**RECORDS TO USE**
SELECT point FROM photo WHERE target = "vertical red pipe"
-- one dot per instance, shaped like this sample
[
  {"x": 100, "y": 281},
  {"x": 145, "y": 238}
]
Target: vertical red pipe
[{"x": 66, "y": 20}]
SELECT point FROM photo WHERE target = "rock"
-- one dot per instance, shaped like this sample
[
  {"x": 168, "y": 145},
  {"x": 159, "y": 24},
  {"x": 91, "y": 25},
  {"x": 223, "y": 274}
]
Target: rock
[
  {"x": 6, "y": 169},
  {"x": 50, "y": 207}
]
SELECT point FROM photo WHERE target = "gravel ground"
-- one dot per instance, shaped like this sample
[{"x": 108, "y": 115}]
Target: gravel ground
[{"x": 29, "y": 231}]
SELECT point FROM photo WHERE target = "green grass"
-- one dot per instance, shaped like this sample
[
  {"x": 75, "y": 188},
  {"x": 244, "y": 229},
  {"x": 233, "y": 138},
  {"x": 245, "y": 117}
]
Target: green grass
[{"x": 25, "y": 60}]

**TASK**
Your task is to repeat every line exactly.

**EXERCISE RESULT**
SELECT point FROM photo WHERE target = "vertical red pipe"
-- one dot per instance, shaped like this sample
[
  {"x": 100, "y": 281},
  {"x": 145, "y": 238}
]
Target: vertical red pipe
[{"x": 66, "y": 20}]
SELECT point FROM photo WHERE target = "rock"
-- one dot per instance, shaped like this sample
[
  {"x": 168, "y": 145},
  {"x": 159, "y": 24},
  {"x": 91, "y": 25},
  {"x": 223, "y": 274}
]
Target: rock
[
  {"x": 6, "y": 169},
  {"x": 50, "y": 207}
]
SELECT point FROM photo WHERE target = "gravel ground"
-- one dot per instance, shaped like this sample
[{"x": 108, "y": 115}]
Target: gravel ground
[{"x": 29, "y": 231}]
SELECT point FROM photo WHERE target = "green grass"
-- one dot per instance, shaped like this sample
[
  {"x": 75, "y": 188},
  {"x": 244, "y": 229},
  {"x": 233, "y": 138},
  {"x": 245, "y": 117}
]
Target: green grass
[{"x": 25, "y": 60}]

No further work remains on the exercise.